Extract:
• • • • •
Lemon Cheesecake image

Creamy and rich, this Lemon Cheesecake has a cookie crust and is topped with a tart lemon curd. If you are a lemon lover, this will be your favorite cheesecake recipe!

Provided by Deborah Harroun

Categories     Dessert

Time 9h30m

Number Of Ingredients 17

5 ounces animal crackers
3 tablespoons sugar
4 tablespoons unsalted butter, melted and kept warm
1 1/4 cups (8 3/4 oz.) sugar
1 tablespoon grated zest and 1/4 cup juice from 1-2 lemons
1 1/2 pounds (3-8-oz. packages) cream cheese, cut into 1 inch chunks, at room temperature
4 large eggs, at room temperature
2 teaspoons vanilla extract
1/4 teaspoon salt
1/2 cup heavy cream
1/3 cup juice (from about 2 lemons)
2 large eggs plus 1 large egg yolk
1/2 cup (3 1/2 oz.) sugar
2 tablespoons cold butter, cut into 1/2-inch cubes
1 tablespoon heavy cream
1/4 teaspoon vanilla extract
pinch of salt

Steps:

  • Place the oven rack in the lower half of the oven and preheat to 325°F.
• • • • •
[Stored records]
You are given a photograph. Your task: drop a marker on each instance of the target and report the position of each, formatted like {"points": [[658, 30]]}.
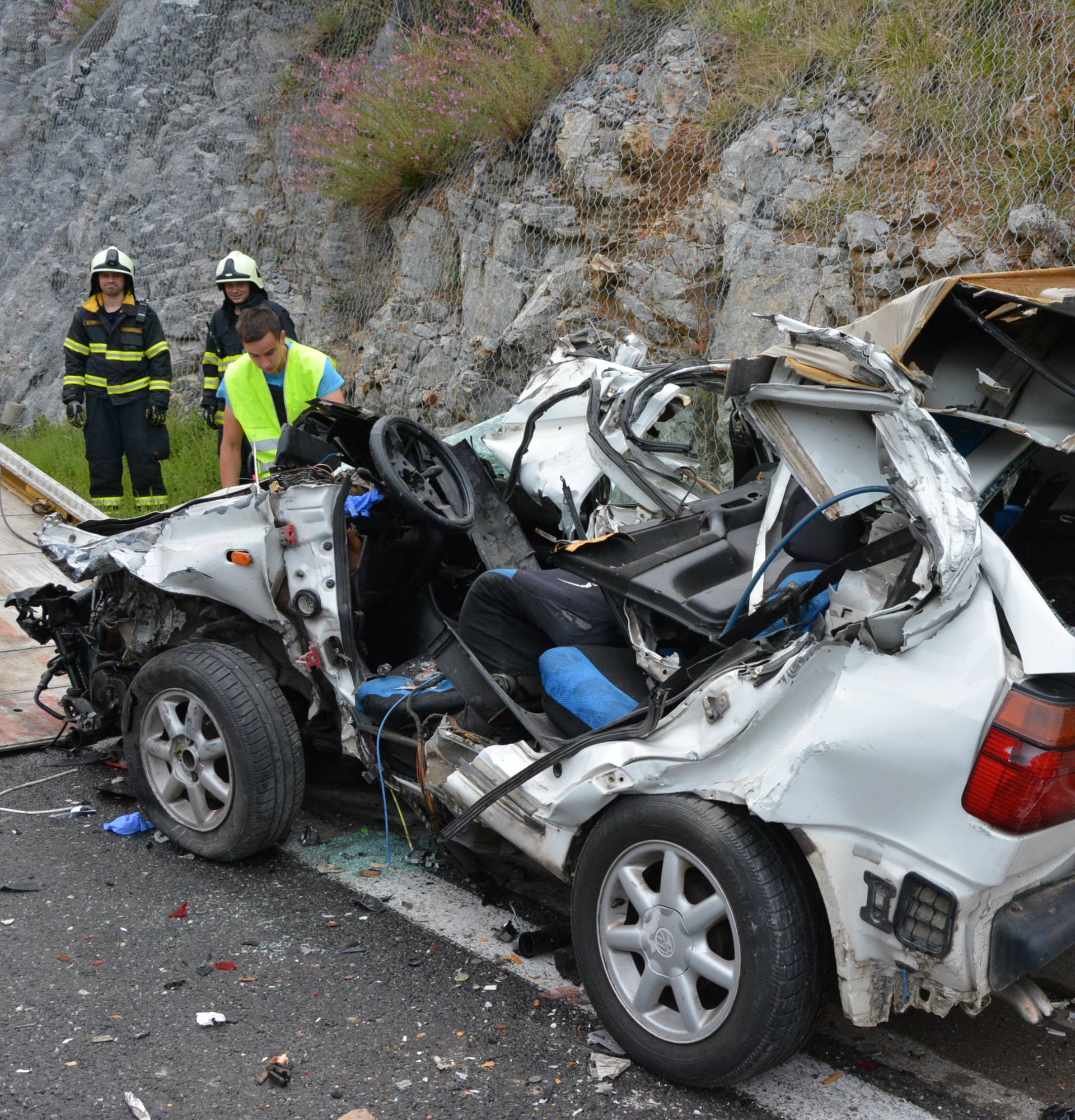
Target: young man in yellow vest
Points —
{"points": [[270, 386]]}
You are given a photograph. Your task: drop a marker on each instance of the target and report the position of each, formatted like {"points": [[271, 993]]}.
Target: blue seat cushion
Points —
{"points": [[590, 686]]}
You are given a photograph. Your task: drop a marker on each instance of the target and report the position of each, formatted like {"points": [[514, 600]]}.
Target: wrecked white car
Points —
{"points": [[835, 718]]}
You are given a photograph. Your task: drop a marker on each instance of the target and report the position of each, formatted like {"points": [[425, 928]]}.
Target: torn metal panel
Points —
{"points": [[826, 438], [868, 361], [564, 452], [933, 484]]}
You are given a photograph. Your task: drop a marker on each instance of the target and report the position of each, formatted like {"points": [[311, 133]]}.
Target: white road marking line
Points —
{"points": [[442, 908], [796, 1093], [793, 1091], [891, 1049]]}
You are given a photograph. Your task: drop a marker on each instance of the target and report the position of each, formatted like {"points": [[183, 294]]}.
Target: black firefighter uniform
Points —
{"points": [[120, 369]]}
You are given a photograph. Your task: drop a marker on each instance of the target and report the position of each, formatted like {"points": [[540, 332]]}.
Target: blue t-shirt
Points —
{"points": [[331, 379]]}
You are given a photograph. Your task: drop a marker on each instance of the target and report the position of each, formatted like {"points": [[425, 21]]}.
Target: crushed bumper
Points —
{"points": [[1031, 931]]}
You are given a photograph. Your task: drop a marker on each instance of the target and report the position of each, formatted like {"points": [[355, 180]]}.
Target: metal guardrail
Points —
{"points": [[35, 488]]}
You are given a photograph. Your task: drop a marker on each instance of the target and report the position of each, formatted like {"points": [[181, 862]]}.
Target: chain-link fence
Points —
{"points": [[678, 169]]}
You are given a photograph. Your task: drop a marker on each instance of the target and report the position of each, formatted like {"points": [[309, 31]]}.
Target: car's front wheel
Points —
{"points": [[213, 751], [696, 938]]}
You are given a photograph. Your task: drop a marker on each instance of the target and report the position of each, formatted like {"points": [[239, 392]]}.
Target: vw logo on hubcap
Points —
{"points": [[663, 942]]}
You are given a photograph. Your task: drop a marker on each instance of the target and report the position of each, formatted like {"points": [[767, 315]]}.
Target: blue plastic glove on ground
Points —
{"points": [[128, 825], [359, 506]]}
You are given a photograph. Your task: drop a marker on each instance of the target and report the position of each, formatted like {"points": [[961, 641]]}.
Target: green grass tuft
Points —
{"points": [[60, 451]]}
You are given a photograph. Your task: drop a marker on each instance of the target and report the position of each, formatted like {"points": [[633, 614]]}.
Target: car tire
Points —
{"points": [[213, 751], [699, 998]]}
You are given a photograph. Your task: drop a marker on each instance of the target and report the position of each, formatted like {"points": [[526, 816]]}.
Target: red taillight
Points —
{"points": [[1024, 779]]}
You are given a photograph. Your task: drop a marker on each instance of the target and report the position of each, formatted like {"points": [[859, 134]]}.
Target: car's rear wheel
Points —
{"points": [[696, 938], [213, 751]]}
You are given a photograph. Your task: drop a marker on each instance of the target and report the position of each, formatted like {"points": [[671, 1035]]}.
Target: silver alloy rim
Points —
{"points": [[186, 760], [669, 941]]}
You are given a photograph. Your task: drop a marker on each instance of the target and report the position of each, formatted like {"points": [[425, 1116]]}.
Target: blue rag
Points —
{"points": [[359, 506], [128, 825]]}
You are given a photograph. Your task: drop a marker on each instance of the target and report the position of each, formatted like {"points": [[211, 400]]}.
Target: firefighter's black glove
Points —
{"points": [[210, 408]]}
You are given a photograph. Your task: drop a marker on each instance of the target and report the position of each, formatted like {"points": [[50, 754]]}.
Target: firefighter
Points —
{"points": [[268, 387], [238, 277], [118, 386]]}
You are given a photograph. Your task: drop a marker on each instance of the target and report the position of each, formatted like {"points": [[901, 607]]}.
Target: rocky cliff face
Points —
{"points": [[165, 132]]}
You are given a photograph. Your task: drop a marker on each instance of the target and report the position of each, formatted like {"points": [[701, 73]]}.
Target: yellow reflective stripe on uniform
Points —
{"points": [[130, 387]]}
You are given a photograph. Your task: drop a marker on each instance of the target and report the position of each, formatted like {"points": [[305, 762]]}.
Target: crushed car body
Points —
{"points": [[854, 667]]}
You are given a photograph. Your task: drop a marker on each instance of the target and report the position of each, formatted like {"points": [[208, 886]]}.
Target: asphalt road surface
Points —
{"points": [[101, 986]]}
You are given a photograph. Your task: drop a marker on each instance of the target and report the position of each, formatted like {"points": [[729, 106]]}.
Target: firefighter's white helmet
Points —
{"points": [[113, 260], [238, 268]]}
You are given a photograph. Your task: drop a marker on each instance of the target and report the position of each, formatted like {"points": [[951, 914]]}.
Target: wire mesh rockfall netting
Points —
{"points": [[440, 191]]}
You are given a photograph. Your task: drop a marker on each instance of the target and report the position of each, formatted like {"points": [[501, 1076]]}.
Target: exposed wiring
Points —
{"points": [[385, 797], [745, 599], [399, 809], [8, 524], [38, 813]]}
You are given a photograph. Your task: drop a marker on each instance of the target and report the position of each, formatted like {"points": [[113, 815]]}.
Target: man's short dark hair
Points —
{"points": [[258, 322]]}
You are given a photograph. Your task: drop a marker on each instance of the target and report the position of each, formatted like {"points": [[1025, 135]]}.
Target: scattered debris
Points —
{"points": [[605, 1040], [118, 789], [538, 942], [128, 825], [278, 1071], [372, 903], [138, 1110], [607, 1067], [508, 932], [572, 995]]}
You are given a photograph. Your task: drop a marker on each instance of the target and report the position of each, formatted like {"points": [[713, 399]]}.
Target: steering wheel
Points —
{"points": [[422, 474]]}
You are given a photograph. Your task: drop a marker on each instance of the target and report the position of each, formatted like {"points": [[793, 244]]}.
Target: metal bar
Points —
{"points": [[22, 478]]}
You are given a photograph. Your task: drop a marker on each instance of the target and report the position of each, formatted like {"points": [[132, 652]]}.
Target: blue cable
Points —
{"points": [[385, 794], [745, 599]]}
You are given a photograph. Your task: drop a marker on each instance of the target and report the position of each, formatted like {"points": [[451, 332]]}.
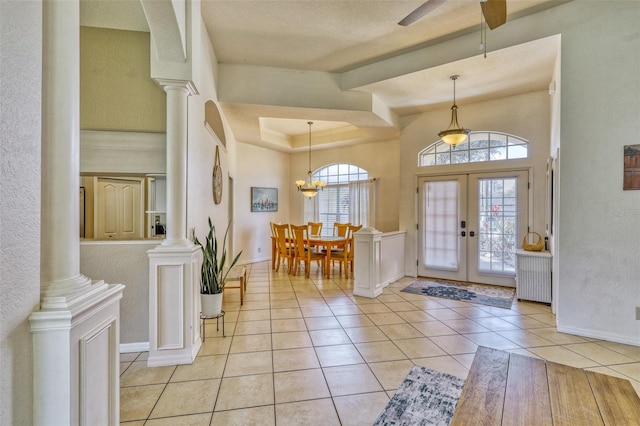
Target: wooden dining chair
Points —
{"points": [[315, 228], [304, 253], [285, 250], [340, 229]]}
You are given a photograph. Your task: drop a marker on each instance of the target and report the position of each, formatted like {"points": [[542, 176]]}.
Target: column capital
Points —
{"points": [[187, 85]]}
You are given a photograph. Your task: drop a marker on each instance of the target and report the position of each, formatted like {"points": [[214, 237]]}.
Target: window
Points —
{"points": [[348, 197], [480, 146]]}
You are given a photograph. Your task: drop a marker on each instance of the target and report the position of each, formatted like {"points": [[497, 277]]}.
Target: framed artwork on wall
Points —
{"points": [[631, 178], [264, 199]]}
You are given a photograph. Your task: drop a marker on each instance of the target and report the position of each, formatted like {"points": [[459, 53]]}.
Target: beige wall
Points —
{"points": [[116, 90]]}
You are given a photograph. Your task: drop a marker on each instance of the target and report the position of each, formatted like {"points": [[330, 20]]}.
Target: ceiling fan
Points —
{"points": [[494, 12]]}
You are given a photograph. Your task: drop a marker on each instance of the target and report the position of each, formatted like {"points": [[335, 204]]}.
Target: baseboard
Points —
{"points": [[134, 347], [594, 334]]}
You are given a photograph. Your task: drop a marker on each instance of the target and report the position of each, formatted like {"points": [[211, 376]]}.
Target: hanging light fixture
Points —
{"points": [[455, 133], [310, 188]]}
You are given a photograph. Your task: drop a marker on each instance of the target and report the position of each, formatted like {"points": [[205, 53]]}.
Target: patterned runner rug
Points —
{"points": [[425, 397], [491, 295]]}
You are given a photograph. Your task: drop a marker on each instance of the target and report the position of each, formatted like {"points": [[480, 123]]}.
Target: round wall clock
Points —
{"points": [[217, 179]]}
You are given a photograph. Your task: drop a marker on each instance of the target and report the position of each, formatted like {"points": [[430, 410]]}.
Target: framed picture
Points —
{"points": [[631, 167], [264, 199]]}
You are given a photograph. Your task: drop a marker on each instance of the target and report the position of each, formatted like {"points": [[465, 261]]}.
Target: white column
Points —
{"points": [[76, 330], [367, 248], [174, 273], [177, 124]]}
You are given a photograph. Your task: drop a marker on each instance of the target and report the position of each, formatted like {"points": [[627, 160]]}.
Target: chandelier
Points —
{"points": [[310, 188], [455, 133]]}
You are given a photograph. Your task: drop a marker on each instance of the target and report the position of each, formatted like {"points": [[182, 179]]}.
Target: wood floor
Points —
{"points": [[511, 389]]}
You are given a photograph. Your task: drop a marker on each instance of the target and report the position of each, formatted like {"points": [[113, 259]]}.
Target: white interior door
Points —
{"points": [[469, 226], [442, 210]]}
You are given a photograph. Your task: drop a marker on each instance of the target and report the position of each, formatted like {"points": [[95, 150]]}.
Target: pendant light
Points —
{"points": [[310, 188], [455, 133]]}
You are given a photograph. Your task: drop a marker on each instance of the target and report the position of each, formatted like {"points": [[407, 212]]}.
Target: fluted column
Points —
{"points": [[177, 98], [60, 261]]}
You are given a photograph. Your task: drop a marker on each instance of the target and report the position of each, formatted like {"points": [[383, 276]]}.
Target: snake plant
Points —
{"points": [[214, 273]]}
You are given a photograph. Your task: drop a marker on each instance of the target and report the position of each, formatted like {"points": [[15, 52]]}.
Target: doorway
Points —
{"points": [[469, 226]]}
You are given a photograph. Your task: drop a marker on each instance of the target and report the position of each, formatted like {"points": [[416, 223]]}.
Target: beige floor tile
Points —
{"points": [[525, 338], [419, 348], [295, 359], [627, 350], [599, 354], [136, 402], [255, 416], [330, 356], [300, 385], [329, 337], [400, 331], [322, 323], [492, 340], [380, 351], [385, 318], [365, 334], [247, 363], [552, 335], [455, 344], [252, 327], [444, 314], [390, 374], [284, 325], [320, 412], [139, 374], [342, 310], [188, 420], [215, 346], [415, 316], [194, 397], [351, 412], [444, 364], [433, 328], [250, 343], [496, 324], [348, 321], [472, 312], [295, 339], [284, 313], [245, 391], [351, 379], [316, 311], [203, 367], [564, 356], [464, 326]]}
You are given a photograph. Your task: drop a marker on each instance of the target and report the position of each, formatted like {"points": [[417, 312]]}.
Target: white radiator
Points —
{"points": [[533, 276]]}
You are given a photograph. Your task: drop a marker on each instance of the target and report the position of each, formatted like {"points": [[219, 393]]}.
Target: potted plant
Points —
{"points": [[214, 273]]}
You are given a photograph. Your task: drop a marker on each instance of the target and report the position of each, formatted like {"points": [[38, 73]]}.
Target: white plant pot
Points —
{"points": [[211, 304]]}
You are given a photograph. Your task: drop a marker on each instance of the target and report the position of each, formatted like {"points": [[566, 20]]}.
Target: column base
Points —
{"points": [[76, 359], [174, 305]]}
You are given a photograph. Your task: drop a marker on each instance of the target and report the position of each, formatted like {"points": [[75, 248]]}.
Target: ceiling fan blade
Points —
{"points": [[495, 12], [427, 7]]}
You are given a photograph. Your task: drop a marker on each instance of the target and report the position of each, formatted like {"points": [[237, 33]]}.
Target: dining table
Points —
{"points": [[328, 242]]}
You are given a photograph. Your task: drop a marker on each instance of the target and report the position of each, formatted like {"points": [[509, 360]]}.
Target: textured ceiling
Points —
{"points": [[343, 36]]}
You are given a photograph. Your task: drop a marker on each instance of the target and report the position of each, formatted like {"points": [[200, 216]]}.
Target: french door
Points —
{"points": [[469, 226]]}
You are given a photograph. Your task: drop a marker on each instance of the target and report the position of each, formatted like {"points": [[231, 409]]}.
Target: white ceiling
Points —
{"points": [[343, 35]]}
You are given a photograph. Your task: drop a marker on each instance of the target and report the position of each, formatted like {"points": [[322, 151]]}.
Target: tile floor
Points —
{"points": [[307, 352]]}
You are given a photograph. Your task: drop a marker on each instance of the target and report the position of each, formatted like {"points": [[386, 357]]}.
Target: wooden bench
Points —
{"points": [[238, 273], [511, 389]]}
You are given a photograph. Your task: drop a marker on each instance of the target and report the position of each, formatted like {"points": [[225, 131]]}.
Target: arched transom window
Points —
{"points": [[479, 146]]}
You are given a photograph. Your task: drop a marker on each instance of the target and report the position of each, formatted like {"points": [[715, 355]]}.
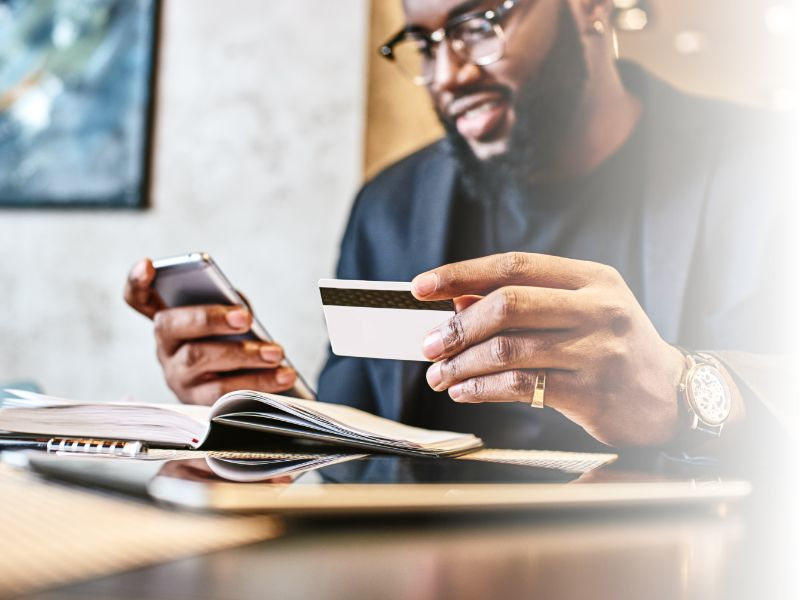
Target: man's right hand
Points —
{"points": [[198, 368]]}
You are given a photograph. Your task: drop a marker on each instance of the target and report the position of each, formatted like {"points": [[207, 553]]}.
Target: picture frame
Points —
{"points": [[77, 96]]}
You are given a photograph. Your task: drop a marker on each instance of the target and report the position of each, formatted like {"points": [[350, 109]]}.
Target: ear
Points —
{"points": [[592, 11]]}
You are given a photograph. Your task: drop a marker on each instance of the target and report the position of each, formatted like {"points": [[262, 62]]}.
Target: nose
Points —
{"points": [[450, 70]]}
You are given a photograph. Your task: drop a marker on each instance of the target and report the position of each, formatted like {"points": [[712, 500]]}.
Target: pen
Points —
{"points": [[83, 446]]}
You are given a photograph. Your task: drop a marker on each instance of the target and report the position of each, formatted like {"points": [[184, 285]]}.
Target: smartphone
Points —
{"points": [[194, 278]]}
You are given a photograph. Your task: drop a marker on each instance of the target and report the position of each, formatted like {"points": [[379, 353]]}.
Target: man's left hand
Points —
{"points": [[608, 369]]}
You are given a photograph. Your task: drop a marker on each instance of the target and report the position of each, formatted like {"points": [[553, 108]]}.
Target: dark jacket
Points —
{"points": [[719, 271]]}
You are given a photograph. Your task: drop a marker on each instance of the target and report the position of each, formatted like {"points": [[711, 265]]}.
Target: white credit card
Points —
{"points": [[379, 319]]}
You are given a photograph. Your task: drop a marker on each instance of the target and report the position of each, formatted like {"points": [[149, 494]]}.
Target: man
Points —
{"points": [[589, 219]]}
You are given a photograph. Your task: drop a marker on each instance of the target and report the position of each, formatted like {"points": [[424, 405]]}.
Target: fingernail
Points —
{"points": [[271, 354], [434, 375], [433, 345], [285, 376], [237, 319], [425, 284], [140, 271]]}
• • • • •
Problems to work on:
(A) From the lemon cheesecake recipe, reproduce the passage from "Number Of Ingredients" up to and including "about 2 lemons)".
(B) In the lemon cheesecake recipe, what is the cheesecake topped with?
(C) Pick up the lemon cheesecake recipe after its last step and write the remaining steps.

Responses to the exercise:
(A)
Number Of Ingredients 17

5 ounces animal crackers
3 tablespoons sugar
4 tablespoons unsalted butter, melted and kept warm
1 1/4 cups (8 3/4 oz.) sugar
1 tablespoon grated zest and 1/4 cup juice from 1-2 lemons
1 1/2 pounds (3-8-oz. packages) cream cheese, cut into 1 inch chunks, at room temperature
4 large eggs, at room temperature
2 teaspoons vanilla extract
1/4 teaspoon salt
1/2 cup heavy cream
1/3 cup juice (from about 2 lemons)

(B) A tart lemon curd.

(C)
  • Place the animal crackers in a food processor and pulse until they are fine crumbs. Add in the sugar and pulse again. Add the butter in a steady stream and continue to pulse until the mixture starts to come together, about 10 1-second pulses.
  • Transfer the crumb mixture to a 9-inch springform pan and press evenly into the bottom. Bake until it is golden brown, about 13-15 minutes. Remove from the oven and allow to cool. Once cool, wrap the pan with 2 18-inch pieces of foil. Set in a roasting pan and set aside.
  • To make the filling, place 1/4 cup of the sugar and the lemon zest in a food processor and process until the sugar turns yellow and fragrant. Add in the remaining sugar and pulse a few times to combine.
  • In the bowl of a stand mixer, beat the cream cheese for about 5 seconds. With the mixer on low, add in the lemon sugar in a steady stream, then switch to medium and beat until creamy and smooth, about 3 minutes. Scrape down the sides of the bowl. Reduce the speed to medium-low and add the eggs, 2 at a time, scraping down the bowl in between additions. Add in the lemon juice, vanilla and salt and mix to combine. Add in the cream and beat to combine, another 5 seconds. Scrape the bowl again to make sure everything has been incorporated and pour into the springform pan.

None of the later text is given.